**What the exercise asks**. Write out, please, the line containing "of grass on" together with all lines after it, up to and including the last one, with no other output.

**Provided entries**.

•••

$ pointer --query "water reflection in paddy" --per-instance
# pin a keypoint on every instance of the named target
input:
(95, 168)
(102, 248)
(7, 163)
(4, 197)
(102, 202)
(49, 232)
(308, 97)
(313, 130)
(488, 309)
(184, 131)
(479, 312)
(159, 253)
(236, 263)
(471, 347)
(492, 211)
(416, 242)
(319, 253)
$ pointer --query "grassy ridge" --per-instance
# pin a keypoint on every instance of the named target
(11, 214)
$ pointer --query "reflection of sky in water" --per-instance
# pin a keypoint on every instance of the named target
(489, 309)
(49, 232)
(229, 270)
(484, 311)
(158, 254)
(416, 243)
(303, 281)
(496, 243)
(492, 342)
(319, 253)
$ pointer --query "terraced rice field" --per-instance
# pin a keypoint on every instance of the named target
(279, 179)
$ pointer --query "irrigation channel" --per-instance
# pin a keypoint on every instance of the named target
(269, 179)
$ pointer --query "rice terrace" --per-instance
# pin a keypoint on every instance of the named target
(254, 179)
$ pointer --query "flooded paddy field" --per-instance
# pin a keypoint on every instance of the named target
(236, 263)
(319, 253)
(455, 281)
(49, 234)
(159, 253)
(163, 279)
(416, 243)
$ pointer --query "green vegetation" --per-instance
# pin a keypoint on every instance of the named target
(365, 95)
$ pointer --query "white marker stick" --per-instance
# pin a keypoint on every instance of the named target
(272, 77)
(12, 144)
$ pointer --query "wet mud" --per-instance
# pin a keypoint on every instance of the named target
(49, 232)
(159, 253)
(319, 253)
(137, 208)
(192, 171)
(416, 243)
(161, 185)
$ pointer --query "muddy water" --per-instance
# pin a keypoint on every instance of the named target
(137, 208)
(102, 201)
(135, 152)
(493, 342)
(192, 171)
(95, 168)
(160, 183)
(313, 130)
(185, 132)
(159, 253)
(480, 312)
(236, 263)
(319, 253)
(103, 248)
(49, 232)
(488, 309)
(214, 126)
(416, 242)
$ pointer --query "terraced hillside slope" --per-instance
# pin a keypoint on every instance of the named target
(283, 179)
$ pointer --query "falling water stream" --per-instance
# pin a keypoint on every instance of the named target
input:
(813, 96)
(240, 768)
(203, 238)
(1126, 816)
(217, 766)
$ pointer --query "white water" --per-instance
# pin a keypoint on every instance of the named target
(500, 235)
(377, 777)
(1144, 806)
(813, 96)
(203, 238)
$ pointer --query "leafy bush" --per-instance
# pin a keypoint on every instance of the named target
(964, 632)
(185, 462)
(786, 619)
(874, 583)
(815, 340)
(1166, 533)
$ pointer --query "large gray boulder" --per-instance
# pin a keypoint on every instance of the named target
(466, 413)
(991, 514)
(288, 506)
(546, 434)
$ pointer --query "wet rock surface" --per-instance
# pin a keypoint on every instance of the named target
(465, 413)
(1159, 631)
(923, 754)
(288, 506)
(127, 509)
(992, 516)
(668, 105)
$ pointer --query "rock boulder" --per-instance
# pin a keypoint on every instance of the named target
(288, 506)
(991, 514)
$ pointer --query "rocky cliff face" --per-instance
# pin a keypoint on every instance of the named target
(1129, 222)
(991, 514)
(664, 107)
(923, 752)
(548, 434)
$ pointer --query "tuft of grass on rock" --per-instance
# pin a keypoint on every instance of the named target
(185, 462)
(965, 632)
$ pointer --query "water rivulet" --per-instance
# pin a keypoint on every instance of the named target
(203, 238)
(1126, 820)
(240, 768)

•••

**Result for this exercise**.
$ pointer --query "tuft of grass on rock" --per-instance
# pin a keypoint on every instance of the named target
(185, 462)
(965, 632)
$ pointer --query "water rivulet" --per-instance
# pin a keypoint on every instance of the named target
(203, 238)
(1126, 820)
(240, 768)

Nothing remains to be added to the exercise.